• _GOAL_
Write out the listing below word for word, keeping every line unchanged and in its original order.

Labeled region records:
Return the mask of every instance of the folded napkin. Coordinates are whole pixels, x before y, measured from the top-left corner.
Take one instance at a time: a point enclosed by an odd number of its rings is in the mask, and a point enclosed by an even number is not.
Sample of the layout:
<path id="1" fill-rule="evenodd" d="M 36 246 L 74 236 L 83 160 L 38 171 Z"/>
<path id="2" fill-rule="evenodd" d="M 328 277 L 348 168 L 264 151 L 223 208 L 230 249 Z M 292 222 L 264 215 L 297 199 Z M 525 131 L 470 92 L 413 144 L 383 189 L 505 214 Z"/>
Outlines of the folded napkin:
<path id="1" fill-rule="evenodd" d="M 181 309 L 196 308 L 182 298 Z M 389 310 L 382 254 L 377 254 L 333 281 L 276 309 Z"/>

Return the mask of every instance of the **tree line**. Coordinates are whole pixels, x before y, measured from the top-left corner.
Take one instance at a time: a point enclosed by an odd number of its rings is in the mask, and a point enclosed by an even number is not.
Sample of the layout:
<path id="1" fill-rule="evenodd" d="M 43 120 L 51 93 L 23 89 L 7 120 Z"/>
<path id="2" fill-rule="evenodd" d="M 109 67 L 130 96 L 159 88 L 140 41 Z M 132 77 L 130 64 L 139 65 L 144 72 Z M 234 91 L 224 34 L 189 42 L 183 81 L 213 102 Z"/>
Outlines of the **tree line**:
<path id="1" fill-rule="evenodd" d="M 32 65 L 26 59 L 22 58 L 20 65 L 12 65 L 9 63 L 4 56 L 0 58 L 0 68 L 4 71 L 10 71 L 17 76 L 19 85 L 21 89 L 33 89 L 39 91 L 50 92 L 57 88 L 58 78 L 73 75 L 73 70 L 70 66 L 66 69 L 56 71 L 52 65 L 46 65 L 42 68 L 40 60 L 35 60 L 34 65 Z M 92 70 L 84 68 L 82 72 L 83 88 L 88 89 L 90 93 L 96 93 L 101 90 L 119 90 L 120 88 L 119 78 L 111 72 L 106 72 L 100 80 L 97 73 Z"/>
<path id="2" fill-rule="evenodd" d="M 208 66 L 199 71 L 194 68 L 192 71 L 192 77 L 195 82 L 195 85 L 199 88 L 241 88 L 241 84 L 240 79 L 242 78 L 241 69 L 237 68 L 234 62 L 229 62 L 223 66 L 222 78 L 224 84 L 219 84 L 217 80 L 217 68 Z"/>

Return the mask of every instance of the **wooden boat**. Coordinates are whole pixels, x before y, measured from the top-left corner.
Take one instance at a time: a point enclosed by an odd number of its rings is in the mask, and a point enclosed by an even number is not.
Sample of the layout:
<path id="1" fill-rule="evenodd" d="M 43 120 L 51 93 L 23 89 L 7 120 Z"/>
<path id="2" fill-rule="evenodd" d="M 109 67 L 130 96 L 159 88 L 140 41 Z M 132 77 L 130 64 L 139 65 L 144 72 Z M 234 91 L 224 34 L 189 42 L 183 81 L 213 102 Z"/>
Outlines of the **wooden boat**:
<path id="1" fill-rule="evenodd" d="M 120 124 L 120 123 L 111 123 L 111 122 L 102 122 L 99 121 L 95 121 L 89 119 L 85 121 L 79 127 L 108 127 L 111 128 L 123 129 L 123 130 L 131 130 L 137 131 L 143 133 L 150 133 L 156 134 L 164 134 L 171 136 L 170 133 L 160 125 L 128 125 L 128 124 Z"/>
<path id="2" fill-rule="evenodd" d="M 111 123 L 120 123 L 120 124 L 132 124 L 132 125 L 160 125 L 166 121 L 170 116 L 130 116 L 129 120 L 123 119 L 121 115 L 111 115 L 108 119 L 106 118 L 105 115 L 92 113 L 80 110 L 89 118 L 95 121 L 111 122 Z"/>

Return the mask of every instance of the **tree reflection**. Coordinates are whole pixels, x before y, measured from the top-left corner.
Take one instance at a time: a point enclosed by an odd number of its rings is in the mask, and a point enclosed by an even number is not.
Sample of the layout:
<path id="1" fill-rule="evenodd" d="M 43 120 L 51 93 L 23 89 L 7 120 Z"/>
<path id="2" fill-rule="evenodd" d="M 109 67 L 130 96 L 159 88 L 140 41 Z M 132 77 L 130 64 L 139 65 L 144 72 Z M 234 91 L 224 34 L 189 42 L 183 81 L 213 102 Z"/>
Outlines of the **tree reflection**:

• _SOLVED PROBLEM_
Return the mask of every instance of the folded napkin. Coordinates are whole pixels, x before y, measured from the top-left corner.
Take one instance at a time: a point enclosed by an odd number of its rings is in the mask, and a point enclosed by an even number is not.
Sample of the layout:
<path id="1" fill-rule="evenodd" d="M 36 246 L 74 236 L 83 160 L 38 171 Z"/>
<path id="2" fill-rule="evenodd" d="M 328 277 L 348 168 L 264 151 L 223 208 L 230 249 Z M 292 222 L 264 215 L 297 199 Z M 525 131 L 470 92 L 413 144 L 383 189 L 505 214 Z"/>
Outlines of the folded napkin:
<path id="1" fill-rule="evenodd" d="M 181 309 L 196 308 L 182 298 Z M 389 310 L 382 254 L 377 254 L 333 281 L 276 309 Z"/>

Return the mask of every instance of the **tree line**. Coordinates are whole pixels, x before y, measured from the top-left corner.
Take one instance at a time: a point enclosed by an odd number of its rings is in the mask, and a point enclosed by an even number is not.
Sample of the layout:
<path id="1" fill-rule="evenodd" d="M 43 120 L 51 93 L 23 89 L 7 120 Z"/>
<path id="2" fill-rule="evenodd" d="M 109 67 L 130 96 L 159 88 L 140 41 Z M 132 77 L 130 64 L 139 65 L 144 72 Z M 234 91 L 224 34 L 189 42 L 183 81 L 213 102 Z"/>
Outlines of the **tree line**:
<path id="1" fill-rule="evenodd" d="M 32 65 L 26 59 L 22 58 L 20 65 L 12 65 L 9 63 L 4 56 L 0 58 L 0 68 L 4 71 L 10 71 L 17 76 L 19 85 L 21 89 L 33 89 L 39 91 L 50 92 L 57 88 L 58 78 L 73 75 L 73 70 L 70 66 L 66 69 L 56 71 L 52 65 L 46 65 L 42 68 L 40 60 L 35 60 L 34 65 Z M 92 70 L 84 68 L 82 72 L 83 88 L 88 89 L 90 93 L 96 93 L 101 90 L 119 90 L 120 88 L 119 78 L 111 72 L 106 72 L 100 80 L 97 73 Z"/>
<path id="2" fill-rule="evenodd" d="M 208 66 L 199 71 L 194 68 L 192 71 L 192 77 L 195 82 L 195 85 L 199 88 L 241 88 L 241 84 L 240 79 L 242 78 L 241 69 L 237 68 L 234 62 L 229 62 L 223 66 L 222 78 L 224 84 L 219 84 L 217 80 L 217 68 Z"/>

Return the mask of every instance of the **wooden boat**. Coordinates are whole pixels, x before y, measured from the top-left corner.
Take one instance at a time: a point enclosed by an odd number of its rings is in the mask, and a point enclosed by an even number is not.
Sample of the layout:
<path id="1" fill-rule="evenodd" d="M 43 120 L 51 93 L 23 89 L 7 120 Z"/>
<path id="2" fill-rule="evenodd" d="M 109 67 L 130 96 L 159 88 L 140 41 Z M 132 77 L 130 64 L 139 65 L 144 72 Z M 234 91 L 224 34 L 189 42 L 183 81 L 213 102 Z"/>
Outlines of the **wooden boat**:
<path id="1" fill-rule="evenodd" d="M 120 124 L 120 123 L 111 123 L 111 122 L 102 122 L 99 121 L 95 121 L 89 119 L 85 121 L 79 127 L 108 127 L 111 128 L 123 129 L 123 130 L 131 130 L 137 131 L 143 133 L 150 133 L 156 134 L 164 134 L 171 136 L 170 133 L 160 125 L 128 125 L 128 124 Z"/>
<path id="2" fill-rule="evenodd" d="M 111 123 L 120 123 L 120 124 L 132 124 L 132 125 L 160 125 L 166 121 L 170 116 L 130 116 L 129 120 L 123 119 L 121 115 L 111 115 L 108 119 L 106 118 L 105 115 L 92 113 L 80 110 L 89 118 L 95 121 L 111 122 Z"/>

Return the mask of every instance of the **tree reflection**. Coordinates are whole pixels, x before y, measured from the top-left corner.
Take one instance at a time: a point enclosed by an odd number of its rings is in the mask, and a point enclosed by an even number is not.
Sample of the layout:
<path id="1" fill-rule="evenodd" d="M 43 120 L 51 93 L 23 89 L 7 120 Z"/>
<path id="2" fill-rule="evenodd" d="M 109 67 L 130 96 L 159 88 L 140 41 Z M 132 77 L 130 64 L 139 65 L 144 72 Z M 234 91 L 224 34 L 189 42 L 183 81 L 213 102 Z"/>
Outlines of the **tree reflection**:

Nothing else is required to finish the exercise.